### EXCERPT
In this article, I will explain the length of drivers license suspensions as a result of a DUI conviction.
Let’s get started…
But first, watch this video overview of license suspensions as a result of a DUI.
Under the California Vehicle Code, suspension means that a person’s privilege to operate a motor vehicle is temporarily withdrawn.
California implemented the Admin Per Se (APS) program in 1990 and allows a police officer to immediately confiscate your license if you are pulled over for a DUI and you meet any of the following criteria1
- Your blood alcohol content (BAC) is 0.08% or more while driving a non-commercial vehicle,
- Your BAC is 0.04% or more while driving a commercial vehicle,
- Your BAC is 0.01% or more while you are under 21 years old and driving, or
- You refuse to take the chemical breath or blood test after you are lawfully arrested.2
If you meet any of the above criteria and your license is confiscated the police will issue you a temporary 30-day license.
You will also be advised that you have only 10-days after you receive an Order of Suspension/Revocation from the Department of Motor Vehicles (DMV) to contest in writing the suspension of your license before the DMV.
If you fail to contest your suspension, your license will be automatically suspended after 30-days for a certain period of time. Unless you request an in-person hearing, the hearing will be held by phone with a DMV officer.
What Is The Length of A DUI Drivers License Suspension?
The length of your suspension depends on whether you refused chemical testing of your breath or blood (or urine in some cases) and if you have a prior DUI conviction within the past 10-years. If you do contest or challenge your suspension, your temporary license will remain in effect until after the hearing.
This is referred to as an Admin Per Se Hearing, which is an administrative proceeding before a DMV officer who will hear testimony and consider other evidence that you or your DUI defense lawyer will offer.
######
### EXCERPTED DATA
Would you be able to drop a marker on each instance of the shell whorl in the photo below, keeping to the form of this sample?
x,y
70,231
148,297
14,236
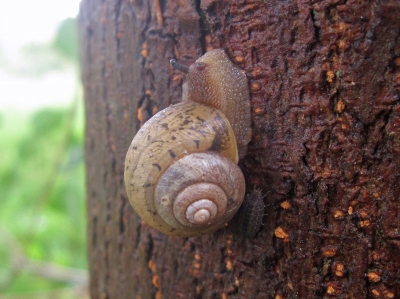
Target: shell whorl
x,y
180,170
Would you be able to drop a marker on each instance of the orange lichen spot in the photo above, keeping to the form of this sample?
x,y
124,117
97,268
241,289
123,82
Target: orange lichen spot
x,y
156,281
237,282
290,285
342,44
388,295
338,214
364,223
363,214
375,256
340,106
350,210
375,293
255,87
239,59
339,270
280,233
329,251
330,75
257,71
285,205
373,276
229,265
258,110
152,266
330,290
342,26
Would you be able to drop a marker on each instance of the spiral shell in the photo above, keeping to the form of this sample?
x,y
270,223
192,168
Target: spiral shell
x,y
180,170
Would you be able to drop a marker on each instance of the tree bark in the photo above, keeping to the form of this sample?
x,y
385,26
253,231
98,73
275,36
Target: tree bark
x,y
324,78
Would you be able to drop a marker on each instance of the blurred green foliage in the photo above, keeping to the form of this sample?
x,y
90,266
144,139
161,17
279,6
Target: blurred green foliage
x,y
42,191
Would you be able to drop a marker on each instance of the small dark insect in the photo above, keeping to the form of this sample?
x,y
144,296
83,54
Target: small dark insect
x,y
248,220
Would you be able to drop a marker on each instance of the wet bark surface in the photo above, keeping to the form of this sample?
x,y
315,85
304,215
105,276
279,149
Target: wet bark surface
x,y
324,78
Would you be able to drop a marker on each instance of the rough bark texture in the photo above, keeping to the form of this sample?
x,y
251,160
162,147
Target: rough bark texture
x,y
325,83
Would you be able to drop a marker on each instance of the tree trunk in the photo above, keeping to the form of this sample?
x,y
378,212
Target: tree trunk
x,y
324,80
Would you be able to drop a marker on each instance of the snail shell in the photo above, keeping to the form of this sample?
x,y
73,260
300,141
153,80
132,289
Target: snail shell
x,y
181,172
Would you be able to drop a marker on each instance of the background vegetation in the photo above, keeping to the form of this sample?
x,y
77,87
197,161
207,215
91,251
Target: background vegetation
x,y
42,206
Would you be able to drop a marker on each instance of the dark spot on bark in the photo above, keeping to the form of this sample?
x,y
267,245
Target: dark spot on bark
x,y
172,154
158,166
200,119
186,122
250,215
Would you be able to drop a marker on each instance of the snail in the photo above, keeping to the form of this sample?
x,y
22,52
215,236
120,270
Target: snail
x,y
181,173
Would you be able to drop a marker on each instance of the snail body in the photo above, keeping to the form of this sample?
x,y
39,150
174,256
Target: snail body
x,y
181,172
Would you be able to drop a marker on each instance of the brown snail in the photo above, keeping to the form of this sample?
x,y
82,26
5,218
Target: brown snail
x,y
181,172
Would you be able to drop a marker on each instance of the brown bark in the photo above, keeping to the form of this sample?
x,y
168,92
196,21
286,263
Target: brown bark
x,y
324,79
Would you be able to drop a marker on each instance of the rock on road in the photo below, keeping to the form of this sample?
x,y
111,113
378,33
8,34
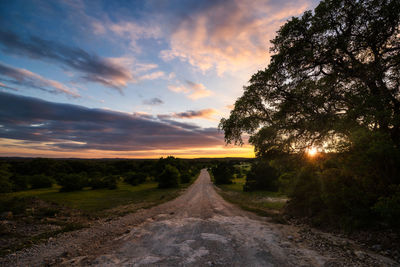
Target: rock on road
x,y
198,228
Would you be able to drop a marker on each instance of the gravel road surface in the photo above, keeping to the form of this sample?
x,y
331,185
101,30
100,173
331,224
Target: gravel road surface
x,y
198,228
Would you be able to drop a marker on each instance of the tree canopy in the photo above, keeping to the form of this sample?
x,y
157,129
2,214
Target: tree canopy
x,y
334,70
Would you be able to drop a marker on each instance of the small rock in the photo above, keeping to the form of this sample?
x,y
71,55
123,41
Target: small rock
x,y
377,247
6,215
360,254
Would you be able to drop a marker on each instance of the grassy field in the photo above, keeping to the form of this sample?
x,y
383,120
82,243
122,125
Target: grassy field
x,y
96,201
263,203
56,212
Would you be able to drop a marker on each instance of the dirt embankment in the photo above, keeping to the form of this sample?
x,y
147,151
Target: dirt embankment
x,y
198,228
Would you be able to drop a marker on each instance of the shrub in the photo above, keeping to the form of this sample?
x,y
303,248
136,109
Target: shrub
x,y
109,182
261,177
306,197
20,182
40,181
286,181
223,173
389,207
186,177
72,182
5,183
169,177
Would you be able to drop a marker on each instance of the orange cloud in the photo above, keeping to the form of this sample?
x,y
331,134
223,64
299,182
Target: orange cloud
x,y
191,90
231,36
192,114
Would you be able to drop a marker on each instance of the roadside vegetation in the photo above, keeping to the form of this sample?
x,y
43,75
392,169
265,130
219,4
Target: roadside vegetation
x,y
332,88
324,118
44,197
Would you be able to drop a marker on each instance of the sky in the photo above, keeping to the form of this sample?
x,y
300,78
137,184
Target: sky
x,y
129,79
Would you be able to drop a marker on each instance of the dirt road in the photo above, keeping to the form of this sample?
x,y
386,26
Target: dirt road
x,y
198,228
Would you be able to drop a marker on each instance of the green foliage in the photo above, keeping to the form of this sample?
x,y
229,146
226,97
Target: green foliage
x,y
389,207
186,177
223,173
5,183
262,176
20,182
100,182
286,182
170,177
40,181
333,80
72,182
333,70
16,205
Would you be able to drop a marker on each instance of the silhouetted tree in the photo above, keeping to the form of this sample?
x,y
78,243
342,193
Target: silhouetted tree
x,y
334,70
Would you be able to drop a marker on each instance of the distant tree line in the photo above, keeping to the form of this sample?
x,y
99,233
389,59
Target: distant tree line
x,y
333,82
72,175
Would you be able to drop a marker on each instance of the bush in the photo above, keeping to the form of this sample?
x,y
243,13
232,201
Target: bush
x,y
286,182
169,177
5,183
135,178
20,182
223,173
389,207
261,177
186,177
72,182
109,182
306,197
40,181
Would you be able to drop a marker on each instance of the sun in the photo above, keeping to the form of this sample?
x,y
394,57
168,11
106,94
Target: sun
x,y
312,151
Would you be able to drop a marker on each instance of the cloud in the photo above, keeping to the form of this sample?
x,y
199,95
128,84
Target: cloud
x,y
25,78
153,75
230,35
91,67
191,90
134,32
65,127
194,114
153,101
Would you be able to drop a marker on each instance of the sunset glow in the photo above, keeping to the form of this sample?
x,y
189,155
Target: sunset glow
x,y
132,79
312,151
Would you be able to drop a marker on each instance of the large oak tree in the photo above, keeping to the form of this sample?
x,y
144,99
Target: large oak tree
x,y
333,70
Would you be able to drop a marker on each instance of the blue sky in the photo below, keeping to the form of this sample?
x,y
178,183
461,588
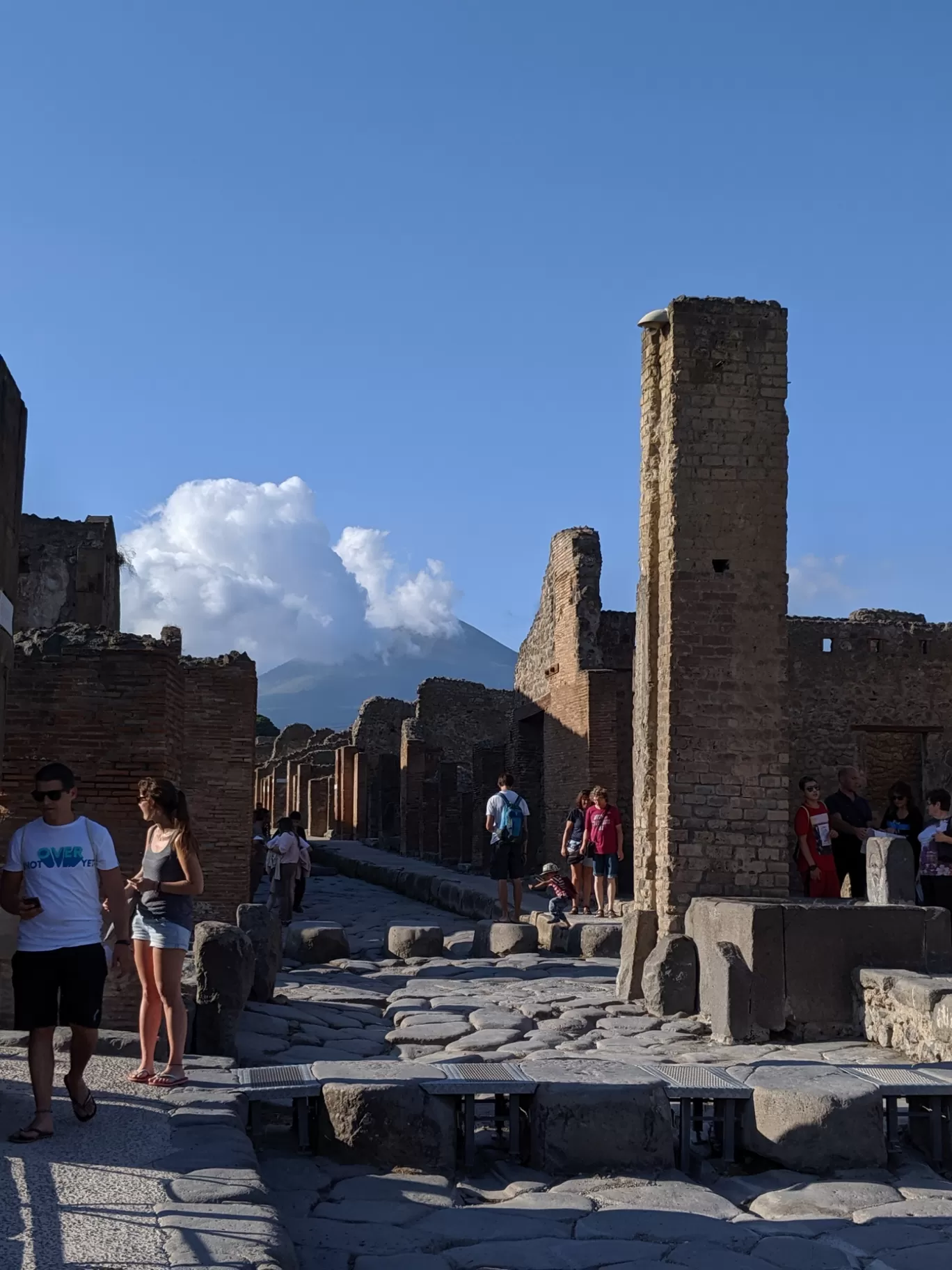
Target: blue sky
x,y
400,249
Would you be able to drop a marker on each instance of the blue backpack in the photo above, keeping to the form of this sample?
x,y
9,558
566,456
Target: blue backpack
x,y
511,821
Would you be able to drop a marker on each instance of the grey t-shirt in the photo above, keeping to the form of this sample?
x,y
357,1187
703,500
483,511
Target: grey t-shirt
x,y
164,866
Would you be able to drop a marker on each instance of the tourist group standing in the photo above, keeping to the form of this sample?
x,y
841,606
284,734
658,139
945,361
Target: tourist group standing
x,y
833,832
592,847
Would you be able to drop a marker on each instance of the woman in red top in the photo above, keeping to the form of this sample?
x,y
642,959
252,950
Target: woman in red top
x,y
815,861
603,831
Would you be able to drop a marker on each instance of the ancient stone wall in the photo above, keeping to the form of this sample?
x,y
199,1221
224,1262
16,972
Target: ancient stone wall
######
# WORK TO COMPLETE:
1. In the article on DUI license suspensions, under what conditions can a police officer immediately confiscate a driver's license after a DUI stop? List every condition.
2. Which lines of the entries contain the word "large"? Pick out each of them and copy it.

# IN RESPONSE:
1.
- A blood alcohol content (BAC) of 0.08% or more while driving a non-commercial vehicle
- A BAC of 0.04% or more while driving a commercial vehicle
- A BAC of 0.01% or more while driving under 21 years old
- Refusing to take the chemical breath or blood test after being lawfully arrested

2.
Would you be able to drop a marker on each instance of the large oak tree in the photo above, keeping to the form of this sample?
Target: large oak tree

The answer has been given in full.